##### Exercise material #####

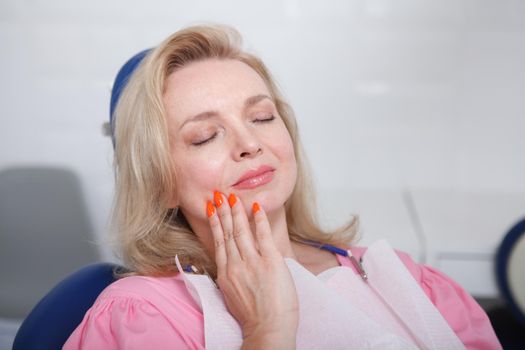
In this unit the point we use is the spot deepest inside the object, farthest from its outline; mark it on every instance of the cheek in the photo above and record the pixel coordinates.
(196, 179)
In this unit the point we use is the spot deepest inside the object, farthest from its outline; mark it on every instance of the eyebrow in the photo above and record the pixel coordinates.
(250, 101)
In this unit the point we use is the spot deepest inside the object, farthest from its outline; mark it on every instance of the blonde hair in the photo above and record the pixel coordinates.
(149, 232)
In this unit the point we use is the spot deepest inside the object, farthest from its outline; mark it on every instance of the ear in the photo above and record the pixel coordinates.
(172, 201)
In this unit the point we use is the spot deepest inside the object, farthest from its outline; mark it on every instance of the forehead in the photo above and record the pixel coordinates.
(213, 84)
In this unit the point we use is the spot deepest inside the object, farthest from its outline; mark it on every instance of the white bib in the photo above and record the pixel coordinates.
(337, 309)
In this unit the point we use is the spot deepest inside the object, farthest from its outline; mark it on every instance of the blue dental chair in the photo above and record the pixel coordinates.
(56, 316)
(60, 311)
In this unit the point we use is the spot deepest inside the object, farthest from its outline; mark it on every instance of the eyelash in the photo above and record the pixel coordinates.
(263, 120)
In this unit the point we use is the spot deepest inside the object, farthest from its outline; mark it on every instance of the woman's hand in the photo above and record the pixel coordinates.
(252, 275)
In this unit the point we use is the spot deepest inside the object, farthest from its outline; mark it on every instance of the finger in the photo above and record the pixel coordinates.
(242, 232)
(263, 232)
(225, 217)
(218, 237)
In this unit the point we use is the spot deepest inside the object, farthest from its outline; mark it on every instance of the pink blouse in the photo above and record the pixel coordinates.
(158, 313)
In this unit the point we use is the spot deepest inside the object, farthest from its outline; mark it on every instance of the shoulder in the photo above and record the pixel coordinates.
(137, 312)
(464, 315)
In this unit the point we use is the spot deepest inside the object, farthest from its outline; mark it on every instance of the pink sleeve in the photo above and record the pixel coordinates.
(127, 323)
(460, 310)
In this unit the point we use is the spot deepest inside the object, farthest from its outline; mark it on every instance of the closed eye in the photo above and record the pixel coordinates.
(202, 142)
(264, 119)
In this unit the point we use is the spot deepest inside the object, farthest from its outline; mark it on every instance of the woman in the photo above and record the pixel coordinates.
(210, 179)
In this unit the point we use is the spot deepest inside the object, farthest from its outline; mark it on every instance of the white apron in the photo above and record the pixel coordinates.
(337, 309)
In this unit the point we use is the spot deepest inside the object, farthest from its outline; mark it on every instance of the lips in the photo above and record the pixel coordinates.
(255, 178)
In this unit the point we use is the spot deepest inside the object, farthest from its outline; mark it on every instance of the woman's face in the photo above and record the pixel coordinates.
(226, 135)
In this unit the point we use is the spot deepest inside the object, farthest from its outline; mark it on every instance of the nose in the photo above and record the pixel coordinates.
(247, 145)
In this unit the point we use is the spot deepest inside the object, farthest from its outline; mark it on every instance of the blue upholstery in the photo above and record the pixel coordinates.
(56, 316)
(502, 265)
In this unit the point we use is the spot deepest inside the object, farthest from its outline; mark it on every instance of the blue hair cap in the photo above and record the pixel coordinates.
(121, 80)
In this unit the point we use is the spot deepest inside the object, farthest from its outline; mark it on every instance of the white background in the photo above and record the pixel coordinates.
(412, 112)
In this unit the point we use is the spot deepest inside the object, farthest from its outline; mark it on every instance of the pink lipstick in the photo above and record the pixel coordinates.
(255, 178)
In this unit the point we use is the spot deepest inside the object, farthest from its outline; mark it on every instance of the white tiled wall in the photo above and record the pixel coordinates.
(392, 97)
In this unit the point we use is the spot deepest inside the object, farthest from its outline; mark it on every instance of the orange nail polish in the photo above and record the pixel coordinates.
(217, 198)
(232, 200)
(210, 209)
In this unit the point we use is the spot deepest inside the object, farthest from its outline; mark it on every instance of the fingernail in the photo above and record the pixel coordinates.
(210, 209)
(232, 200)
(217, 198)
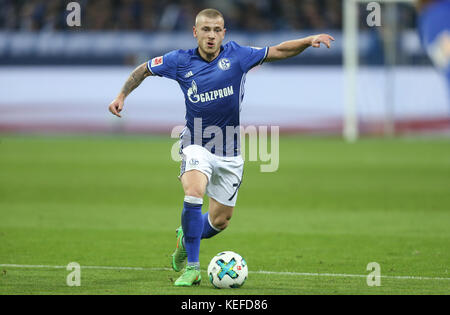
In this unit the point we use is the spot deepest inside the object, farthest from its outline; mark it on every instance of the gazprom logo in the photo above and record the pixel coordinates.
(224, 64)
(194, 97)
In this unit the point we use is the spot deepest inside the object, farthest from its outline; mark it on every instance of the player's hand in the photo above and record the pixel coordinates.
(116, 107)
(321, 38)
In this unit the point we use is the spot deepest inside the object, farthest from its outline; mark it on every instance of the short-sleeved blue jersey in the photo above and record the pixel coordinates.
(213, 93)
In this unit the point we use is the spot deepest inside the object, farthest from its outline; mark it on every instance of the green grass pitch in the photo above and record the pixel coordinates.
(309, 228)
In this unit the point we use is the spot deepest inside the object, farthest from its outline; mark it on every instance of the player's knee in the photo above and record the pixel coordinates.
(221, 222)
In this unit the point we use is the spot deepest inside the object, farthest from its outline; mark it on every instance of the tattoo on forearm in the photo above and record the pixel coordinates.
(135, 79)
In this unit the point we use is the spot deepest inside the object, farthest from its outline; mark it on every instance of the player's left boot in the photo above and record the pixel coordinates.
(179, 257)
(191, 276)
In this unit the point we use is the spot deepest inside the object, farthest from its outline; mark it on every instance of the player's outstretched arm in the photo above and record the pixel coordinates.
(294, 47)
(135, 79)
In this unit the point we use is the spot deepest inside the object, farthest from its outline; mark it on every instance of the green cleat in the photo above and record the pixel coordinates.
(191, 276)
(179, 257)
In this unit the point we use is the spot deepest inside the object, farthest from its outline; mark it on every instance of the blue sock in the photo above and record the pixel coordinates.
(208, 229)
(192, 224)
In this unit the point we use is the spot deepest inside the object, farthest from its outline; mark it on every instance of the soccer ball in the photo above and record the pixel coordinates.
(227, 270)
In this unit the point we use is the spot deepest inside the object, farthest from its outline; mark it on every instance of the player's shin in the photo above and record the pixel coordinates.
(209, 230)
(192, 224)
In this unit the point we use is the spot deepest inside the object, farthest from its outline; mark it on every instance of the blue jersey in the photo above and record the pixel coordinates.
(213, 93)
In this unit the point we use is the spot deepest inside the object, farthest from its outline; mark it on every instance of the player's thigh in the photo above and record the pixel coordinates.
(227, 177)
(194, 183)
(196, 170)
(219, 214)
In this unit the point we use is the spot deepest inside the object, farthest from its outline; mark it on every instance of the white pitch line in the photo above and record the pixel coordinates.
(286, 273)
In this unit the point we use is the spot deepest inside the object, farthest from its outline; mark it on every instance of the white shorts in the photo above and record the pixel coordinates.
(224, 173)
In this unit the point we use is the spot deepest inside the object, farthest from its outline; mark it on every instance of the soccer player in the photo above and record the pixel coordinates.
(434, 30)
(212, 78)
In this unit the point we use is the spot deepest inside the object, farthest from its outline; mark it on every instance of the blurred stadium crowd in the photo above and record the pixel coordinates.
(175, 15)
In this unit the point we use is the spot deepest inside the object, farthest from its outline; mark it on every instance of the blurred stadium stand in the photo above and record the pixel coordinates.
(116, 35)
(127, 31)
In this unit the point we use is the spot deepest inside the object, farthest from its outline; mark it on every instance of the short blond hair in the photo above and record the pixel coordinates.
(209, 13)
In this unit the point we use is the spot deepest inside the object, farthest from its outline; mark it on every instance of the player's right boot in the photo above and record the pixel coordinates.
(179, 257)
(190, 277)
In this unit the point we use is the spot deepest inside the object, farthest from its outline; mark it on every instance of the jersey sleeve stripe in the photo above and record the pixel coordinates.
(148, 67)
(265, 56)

#####

■ Task requirements:
Can you convert the records from the line with "the player's right" through the end of the records, both included, into a Markdown table with the columns "Number" and "Line", one row per line and blank lines omitted?

■ In response:
| Number | Line |
|---|---|
| 1 | In this unit the point we use is the spot deepest inside the object, farthest from its outline; mark it on every instance of the player's right boot in the photo above and record the pixel coordinates. |
| 2 | (179, 257) |
| 3 | (190, 277) |
| 4 | In this unit the point we use is the spot deepest inside the object, farthest from its outline; mark it on every instance of the jersey sleeve stripe in the photo above and record the pixel coordinates. |
| 5 | (148, 67) |
| 6 | (265, 56) |